## Stored data entries
+===+
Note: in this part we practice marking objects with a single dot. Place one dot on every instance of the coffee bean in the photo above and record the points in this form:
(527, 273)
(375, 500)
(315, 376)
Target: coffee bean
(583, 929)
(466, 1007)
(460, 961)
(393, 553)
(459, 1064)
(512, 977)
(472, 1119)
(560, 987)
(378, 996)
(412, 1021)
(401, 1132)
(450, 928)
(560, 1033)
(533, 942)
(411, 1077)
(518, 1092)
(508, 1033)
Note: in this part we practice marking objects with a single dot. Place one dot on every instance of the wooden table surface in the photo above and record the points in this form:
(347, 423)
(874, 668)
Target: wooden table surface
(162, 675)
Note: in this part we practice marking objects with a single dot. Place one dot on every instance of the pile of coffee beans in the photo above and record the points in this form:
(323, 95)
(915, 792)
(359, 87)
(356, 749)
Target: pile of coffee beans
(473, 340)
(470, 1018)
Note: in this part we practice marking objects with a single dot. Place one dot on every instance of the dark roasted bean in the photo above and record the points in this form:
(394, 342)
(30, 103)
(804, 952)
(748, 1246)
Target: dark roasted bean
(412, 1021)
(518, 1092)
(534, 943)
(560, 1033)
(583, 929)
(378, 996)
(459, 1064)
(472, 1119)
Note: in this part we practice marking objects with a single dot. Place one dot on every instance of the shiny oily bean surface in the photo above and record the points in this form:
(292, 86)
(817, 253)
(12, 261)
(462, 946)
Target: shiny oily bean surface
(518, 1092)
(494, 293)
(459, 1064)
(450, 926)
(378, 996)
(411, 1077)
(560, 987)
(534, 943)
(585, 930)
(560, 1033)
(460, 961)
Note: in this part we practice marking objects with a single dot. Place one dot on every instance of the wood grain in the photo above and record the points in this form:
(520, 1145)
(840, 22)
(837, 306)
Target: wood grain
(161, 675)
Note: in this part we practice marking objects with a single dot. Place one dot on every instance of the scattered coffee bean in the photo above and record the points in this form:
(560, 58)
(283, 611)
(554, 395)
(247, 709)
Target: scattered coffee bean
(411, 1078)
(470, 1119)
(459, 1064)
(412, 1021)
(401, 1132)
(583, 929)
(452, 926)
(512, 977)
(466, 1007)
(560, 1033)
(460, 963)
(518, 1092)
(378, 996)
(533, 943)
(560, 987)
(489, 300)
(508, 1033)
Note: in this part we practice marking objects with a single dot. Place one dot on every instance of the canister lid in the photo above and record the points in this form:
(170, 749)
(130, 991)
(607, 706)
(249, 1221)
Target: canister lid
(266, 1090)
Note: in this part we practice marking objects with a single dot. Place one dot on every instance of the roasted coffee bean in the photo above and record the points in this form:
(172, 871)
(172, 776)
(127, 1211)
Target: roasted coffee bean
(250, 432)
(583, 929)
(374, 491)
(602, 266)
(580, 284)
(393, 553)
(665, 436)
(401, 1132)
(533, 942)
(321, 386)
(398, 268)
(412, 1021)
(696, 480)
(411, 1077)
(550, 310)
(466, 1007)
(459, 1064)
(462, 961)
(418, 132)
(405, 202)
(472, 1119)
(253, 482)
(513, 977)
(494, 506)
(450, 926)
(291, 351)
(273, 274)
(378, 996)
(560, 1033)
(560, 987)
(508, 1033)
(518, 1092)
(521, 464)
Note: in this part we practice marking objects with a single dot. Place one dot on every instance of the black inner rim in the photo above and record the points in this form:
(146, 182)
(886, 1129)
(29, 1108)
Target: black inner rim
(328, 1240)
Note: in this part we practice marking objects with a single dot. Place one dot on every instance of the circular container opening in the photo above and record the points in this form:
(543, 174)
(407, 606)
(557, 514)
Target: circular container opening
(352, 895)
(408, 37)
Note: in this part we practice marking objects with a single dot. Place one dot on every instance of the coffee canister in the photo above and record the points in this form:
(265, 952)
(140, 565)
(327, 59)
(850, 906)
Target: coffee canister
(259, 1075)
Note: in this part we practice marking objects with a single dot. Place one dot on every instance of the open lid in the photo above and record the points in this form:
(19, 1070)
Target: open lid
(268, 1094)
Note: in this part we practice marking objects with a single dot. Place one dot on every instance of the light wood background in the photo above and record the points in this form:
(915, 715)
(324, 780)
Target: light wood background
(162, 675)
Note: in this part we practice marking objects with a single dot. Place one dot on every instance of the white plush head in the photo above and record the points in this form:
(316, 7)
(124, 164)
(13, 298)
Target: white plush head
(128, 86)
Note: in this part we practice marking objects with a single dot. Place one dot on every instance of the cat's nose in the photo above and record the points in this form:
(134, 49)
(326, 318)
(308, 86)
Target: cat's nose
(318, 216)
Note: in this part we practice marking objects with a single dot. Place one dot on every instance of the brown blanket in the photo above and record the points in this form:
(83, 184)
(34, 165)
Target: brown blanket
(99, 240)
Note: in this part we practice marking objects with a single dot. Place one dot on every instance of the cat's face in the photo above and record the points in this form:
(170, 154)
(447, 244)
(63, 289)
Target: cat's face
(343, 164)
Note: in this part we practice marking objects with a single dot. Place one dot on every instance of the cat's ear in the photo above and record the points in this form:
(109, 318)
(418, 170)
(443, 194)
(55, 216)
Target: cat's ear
+===+
## Assignment
Copy the records above exactly.

## Result
Note: in this part we practice marking objects with a single dot. Place one dot on every instance of the coffee bean in the photo above and record the points in this form:
(527, 273)
(375, 500)
(315, 376)
Target: coffee bean
(583, 929)
(466, 1007)
(460, 961)
(393, 553)
(459, 1064)
(512, 977)
(472, 1119)
(560, 987)
(378, 996)
(412, 1021)
(401, 1132)
(450, 928)
(560, 1033)
(533, 942)
(411, 1077)
(518, 1092)
(508, 1033)
Note: in this part we practice marking objects with a single dot. Place one dot on every instance of the wooden table surface in the photo above and record the points in this form:
(347, 423)
(874, 668)
Target: wooden table surface
(162, 675)
Note: in this part we practice marking objects with a single dot. Place one dot on every instance of the pile of coffee beans in the photo above and record the points in this form:
(323, 95)
(915, 792)
(359, 87)
(356, 749)
Target: pile of coffee beans
(473, 340)
(470, 1018)
Note: in this part we practice marking objects with a single dot. Place one dot on every instance of the dark roasted bean in the photo above and record the points in this form:
(394, 342)
(30, 103)
(804, 952)
(748, 1246)
Target: dark roasted bean
(412, 1021)
(518, 1092)
(534, 943)
(560, 1033)
(583, 929)
(378, 996)
(459, 1064)
(472, 1119)
Note: in this part we practice marking objects with a single dot. Place one dot on every instance of the shiny oily bean surface in the photo above and record the points in this form:
(292, 86)
(817, 253)
(12, 261)
(462, 946)
Target: shiny oily bean surface
(518, 1092)
(494, 293)
(459, 1064)
(450, 926)
(378, 996)
(411, 1077)
(560, 987)
(534, 943)
(585, 930)
(560, 1033)
(460, 961)
Note: in this part we practice marking objects with a single dot. Place one dot on every instance of the wood grain in the photo above and record the points in this form:
(520, 1145)
(840, 22)
(837, 306)
Target: wood grain
(161, 675)
Note: in this part we practice marking objects with a single dot. Place one dot on every instance of the scattered coffee bean in the photo above and record the points in this form:
(560, 58)
(283, 611)
(554, 395)
(247, 709)
Target: scattered coffee bean
(411, 1078)
(470, 1119)
(459, 1064)
(412, 1021)
(401, 1132)
(583, 929)
(452, 926)
(512, 977)
(466, 1007)
(560, 1033)
(460, 963)
(518, 1092)
(378, 996)
(533, 943)
(560, 987)
(489, 300)
(508, 1033)
Note: in this part we practice marking objects with a single dot. Place one dot on every instance of the canister lid in the photo above and record the points in this form:
(170, 749)
(130, 991)
(607, 706)
(249, 1221)
Target: canister lid
(266, 1090)
Note: in this part we practice marking objects with a single dot. Place one dot on every instance of the roasted coffee bean in the photo above and record the points in this form:
(172, 871)
(172, 776)
(127, 1211)
Target: roasted coffee bean
(250, 432)
(583, 929)
(374, 491)
(602, 266)
(580, 284)
(393, 553)
(665, 436)
(401, 1132)
(533, 942)
(321, 386)
(398, 268)
(412, 1021)
(696, 480)
(411, 1077)
(550, 310)
(466, 1007)
(459, 1064)
(462, 961)
(418, 132)
(405, 202)
(472, 1119)
(253, 482)
(513, 977)
(494, 506)
(450, 926)
(291, 351)
(273, 274)
(378, 996)
(560, 1033)
(560, 987)
(508, 1033)
(518, 1092)
(521, 464)
Note: in this part we practice marking objects with a single dot. Place one dot on every instance of the black inner rim in the photo above and record the points in this form:
(146, 182)
(886, 1129)
(29, 1108)
Target: black inner rim
(328, 1240)
Note: in this part we practice marking objects with a single dot. Place one dot on every instance of the circular container opening in the photo above and record the points in this form:
(543, 174)
(407, 606)
(557, 514)
Target: circular container opening
(352, 895)
(408, 37)
Note: in this part we practice marking objects with a single dot. Place one dot on every instance of the coffee canister in the photo above and record the points in this form:
(265, 952)
(140, 565)
(327, 59)
(850, 906)
Target: coffee canister
(259, 1075)
Note: in this part we practice marking objects with a single dot. Place one dot on every instance of the open lid in the photo above and record the points in this form:
(19, 1070)
Target: open lid
(268, 1094)
Note: in this part we practice marking objects with a single dot. Place one dot on every instance of the light wood background in the photo above and record the points in this form:
(915, 715)
(324, 780)
Target: light wood background
(162, 675)
Note: in this part we practice marking objects with a single dot. Place one dot on every instance of the white plush head in the photo above and record the points in this form:
(316, 7)
(124, 164)
(13, 298)
Target: white plush head
(128, 86)
Note: in this part we practice marking objects with a single dot. Place one dot on every instance of the cat's nose in the photo above and record the points in this form:
(134, 49)
(326, 318)
(308, 86)
Target: cat's nose
(318, 216)
Note: in this part we practice marking objects with a single dot. Place one dot on every instance of the brown blanket in the photo above and record the points in this form:
(83, 184)
(34, 165)
Target: brown blanket
(99, 240)
Note: in this part we practice marking objects with a single dot. Place one dot on every instance of the cat's face in the photo above and record the points in this form:
(170, 154)
(447, 244)
(63, 289)
Target: cat's face
(343, 164)
Note: in this part we practice marking objects with a single dot. Place one dot on every instance of the cat's ear in the photo above and record the points in this form:
(109, 318)
(418, 170)
(443, 194)
(55, 216)
Target: cat's ear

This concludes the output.